__WHAT IS NEEDED__:
Write out the lines of the records below, unchanged, from the line that contains "For the evaluation set, pick out each instance of the tire" through the end of the records, with both ends included.

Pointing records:
⁂

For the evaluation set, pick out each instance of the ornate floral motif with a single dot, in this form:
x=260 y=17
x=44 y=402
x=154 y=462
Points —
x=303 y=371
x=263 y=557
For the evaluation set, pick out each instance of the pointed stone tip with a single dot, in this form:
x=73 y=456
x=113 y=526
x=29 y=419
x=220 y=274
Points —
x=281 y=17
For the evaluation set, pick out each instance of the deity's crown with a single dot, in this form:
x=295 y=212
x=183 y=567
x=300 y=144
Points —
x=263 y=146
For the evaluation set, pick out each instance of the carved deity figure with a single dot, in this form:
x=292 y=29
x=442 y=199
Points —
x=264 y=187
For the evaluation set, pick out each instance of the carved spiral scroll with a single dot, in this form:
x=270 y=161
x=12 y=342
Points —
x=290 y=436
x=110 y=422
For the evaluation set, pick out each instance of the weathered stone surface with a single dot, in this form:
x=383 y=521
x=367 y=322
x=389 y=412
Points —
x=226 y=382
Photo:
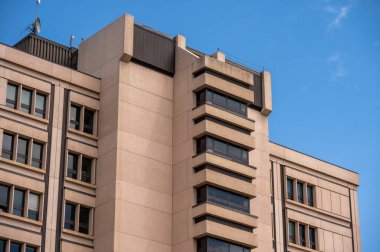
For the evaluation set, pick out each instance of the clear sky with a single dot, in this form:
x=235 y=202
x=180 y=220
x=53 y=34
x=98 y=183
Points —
x=324 y=56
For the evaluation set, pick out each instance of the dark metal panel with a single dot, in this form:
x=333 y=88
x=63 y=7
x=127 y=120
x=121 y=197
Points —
x=153 y=50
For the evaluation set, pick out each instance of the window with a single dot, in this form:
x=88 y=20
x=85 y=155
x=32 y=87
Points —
x=223 y=198
x=37 y=155
x=81 y=224
x=4 y=198
x=290 y=189
x=8 y=142
x=11 y=96
x=15 y=247
x=208 y=244
x=221 y=148
x=84 y=219
x=18 y=204
x=88 y=121
x=310 y=195
x=222 y=101
x=69 y=216
x=300 y=192
x=302 y=234
x=22 y=150
x=312 y=238
x=33 y=208
x=26 y=101
x=40 y=106
x=75 y=117
x=292 y=232
x=86 y=169
x=28 y=98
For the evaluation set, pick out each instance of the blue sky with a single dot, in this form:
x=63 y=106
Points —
x=324 y=56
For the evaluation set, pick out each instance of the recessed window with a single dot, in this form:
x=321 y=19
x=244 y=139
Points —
x=223 y=198
x=300 y=192
x=8 y=143
x=18 y=202
x=222 y=101
x=4 y=198
x=22 y=150
x=310 y=195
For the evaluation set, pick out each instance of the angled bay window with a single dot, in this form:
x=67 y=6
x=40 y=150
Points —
x=208 y=244
x=222 y=148
x=29 y=98
x=222 y=101
x=223 y=198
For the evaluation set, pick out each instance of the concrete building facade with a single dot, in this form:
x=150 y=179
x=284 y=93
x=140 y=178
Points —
x=136 y=142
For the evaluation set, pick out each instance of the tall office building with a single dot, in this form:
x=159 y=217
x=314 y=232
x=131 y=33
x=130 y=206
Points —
x=135 y=142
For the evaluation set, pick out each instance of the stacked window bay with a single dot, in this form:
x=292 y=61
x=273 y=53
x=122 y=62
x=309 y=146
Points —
x=223 y=137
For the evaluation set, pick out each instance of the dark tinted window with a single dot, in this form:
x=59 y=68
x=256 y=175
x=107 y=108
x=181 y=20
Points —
x=26 y=100
x=7 y=149
x=4 y=198
x=11 y=96
x=69 y=216
x=310 y=195
x=312 y=238
x=18 y=202
x=34 y=205
x=40 y=105
x=84 y=219
x=290 y=189
x=292 y=232
x=37 y=155
x=86 y=169
x=300 y=192
x=15 y=247
x=88 y=126
x=72 y=166
x=75 y=117
x=22 y=150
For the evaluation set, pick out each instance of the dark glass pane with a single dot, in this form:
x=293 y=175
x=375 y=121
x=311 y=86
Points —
x=15 y=247
x=2 y=245
x=26 y=100
x=84 y=219
x=302 y=234
x=289 y=187
x=30 y=249
x=37 y=155
x=292 y=232
x=34 y=205
x=11 y=96
x=72 y=166
x=4 y=198
x=300 y=192
x=69 y=216
x=40 y=105
x=88 y=126
x=310 y=196
x=86 y=169
x=7 y=149
x=74 y=117
x=312 y=238
x=22 y=150
x=18 y=204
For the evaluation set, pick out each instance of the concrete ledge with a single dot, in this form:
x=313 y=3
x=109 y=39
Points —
x=223 y=181
x=224 y=116
x=223 y=86
x=224 y=213
x=224 y=133
x=223 y=68
x=224 y=232
x=224 y=164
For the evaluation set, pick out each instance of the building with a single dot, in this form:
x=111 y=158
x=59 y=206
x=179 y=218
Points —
x=136 y=142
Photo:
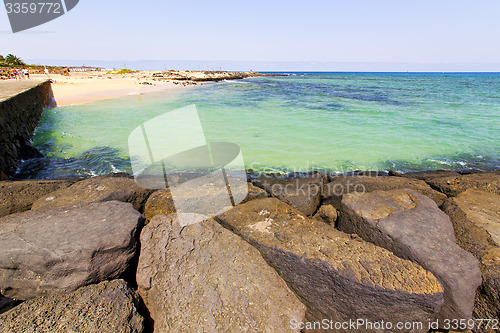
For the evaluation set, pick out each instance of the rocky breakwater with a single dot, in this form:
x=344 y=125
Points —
x=21 y=105
x=204 y=76
x=394 y=257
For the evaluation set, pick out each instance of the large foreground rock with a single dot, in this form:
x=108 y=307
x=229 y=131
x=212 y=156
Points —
x=454 y=185
x=410 y=225
x=52 y=251
x=302 y=193
x=333 y=191
x=105 y=307
x=476 y=219
x=97 y=189
x=203 y=278
x=18 y=196
x=336 y=276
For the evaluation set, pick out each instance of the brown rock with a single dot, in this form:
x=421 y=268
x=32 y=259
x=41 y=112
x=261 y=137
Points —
x=302 y=193
x=453 y=186
x=476 y=220
x=18 y=196
x=203 y=278
x=160 y=202
x=335 y=276
x=254 y=193
x=411 y=226
x=106 y=307
x=97 y=189
x=333 y=191
x=203 y=199
x=429 y=175
x=327 y=213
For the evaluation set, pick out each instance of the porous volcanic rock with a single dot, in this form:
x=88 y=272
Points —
x=336 y=277
x=109 y=306
x=97 y=189
x=302 y=193
x=410 y=225
x=476 y=219
x=53 y=251
x=18 y=196
x=333 y=191
x=454 y=185
x=203 y=278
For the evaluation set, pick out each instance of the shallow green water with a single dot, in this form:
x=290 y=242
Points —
x=326 y=121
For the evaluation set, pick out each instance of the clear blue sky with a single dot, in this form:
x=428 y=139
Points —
x=355 y=31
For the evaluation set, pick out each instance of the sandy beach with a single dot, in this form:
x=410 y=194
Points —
x=85 y=87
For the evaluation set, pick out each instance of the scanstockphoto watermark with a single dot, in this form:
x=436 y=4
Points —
x=26 y=14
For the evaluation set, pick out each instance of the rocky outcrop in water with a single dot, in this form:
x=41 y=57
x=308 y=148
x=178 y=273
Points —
x=97 y=189
x=453 y=185
x=53 y=251
x=203 y=278
x=270 y=265
x=333 y=191
x=304 y=193
x=19 y=196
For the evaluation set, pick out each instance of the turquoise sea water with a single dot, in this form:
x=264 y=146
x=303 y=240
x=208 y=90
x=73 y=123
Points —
x=304 y=121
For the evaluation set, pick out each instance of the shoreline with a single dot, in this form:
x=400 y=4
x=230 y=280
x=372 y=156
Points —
x=92 y=86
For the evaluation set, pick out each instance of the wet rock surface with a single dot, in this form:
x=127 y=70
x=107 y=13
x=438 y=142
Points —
x=19 y=196
x=109 y=306
x=333 y=191
x=476 y=219
x=204 y=278
x=304 y=193
x=454 y=185
x=97 y=189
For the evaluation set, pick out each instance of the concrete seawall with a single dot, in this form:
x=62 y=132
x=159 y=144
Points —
x=21 y=105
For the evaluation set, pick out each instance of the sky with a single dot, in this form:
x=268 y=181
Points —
x=376 y=35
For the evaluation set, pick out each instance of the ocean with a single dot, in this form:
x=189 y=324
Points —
x=331 y=122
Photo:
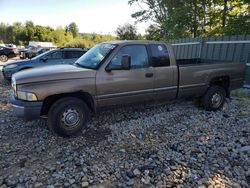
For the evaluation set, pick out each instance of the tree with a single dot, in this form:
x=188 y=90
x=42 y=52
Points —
x=73 y=28
x=126 y=32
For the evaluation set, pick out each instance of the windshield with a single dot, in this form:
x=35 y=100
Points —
x=93 y=58
x=42 y=55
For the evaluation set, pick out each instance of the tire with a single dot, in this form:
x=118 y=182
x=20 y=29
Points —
x=68 y=116
x=214 y=98
x=4 y=58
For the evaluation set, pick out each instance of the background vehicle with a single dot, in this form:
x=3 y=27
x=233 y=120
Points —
x=57 y=56
x=6 y=53
x=33 y=53
x=118 y=73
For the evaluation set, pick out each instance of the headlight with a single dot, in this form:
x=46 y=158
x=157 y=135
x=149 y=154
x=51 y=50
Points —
x=13 y=84
x=11 y=66
x=26 y=96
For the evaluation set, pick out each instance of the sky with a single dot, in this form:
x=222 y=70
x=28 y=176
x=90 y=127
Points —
x=91 y=16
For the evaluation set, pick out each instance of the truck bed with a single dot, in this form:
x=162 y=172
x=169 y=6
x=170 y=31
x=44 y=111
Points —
x=195 y=74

⁂

__THE SOLUTION__:
For the evaluation set, pick out each instance of the tire with a single dot, in this form:
x=118 y=182
x=20 y=29
Points —
x=68 y=116
x=214 y=98
x=4 y=58
For the evaluation set, pick out each instance of the background vehicle with a single dot, in this form:
x=3 y=27
x=233 y=120
Points —
x=57 y=56
x=6 y=53
x=33 y=53
x=118 y=73
For the evaluation set, pick out each instance of the headlight with a single dot, in this form:
x=46 y=158
x=157 y=135
x=149 y=154
x=51 y=50
Points —
x=13 y=84
x=11 y=66
x=26 y=96
For the evaluation set, pick out each instance of the sky with a single dot, in this form:
x=222 y=70
x=28 y=176
x=90 y=127
Points —
x=91 y=16
For the evaluation set, pick out each instance of the truck bed with a single dot, in this form:
x=162 y=172
x=169 y=6
x=170 y=31
x=44 y=111
Points —
x=195 y=74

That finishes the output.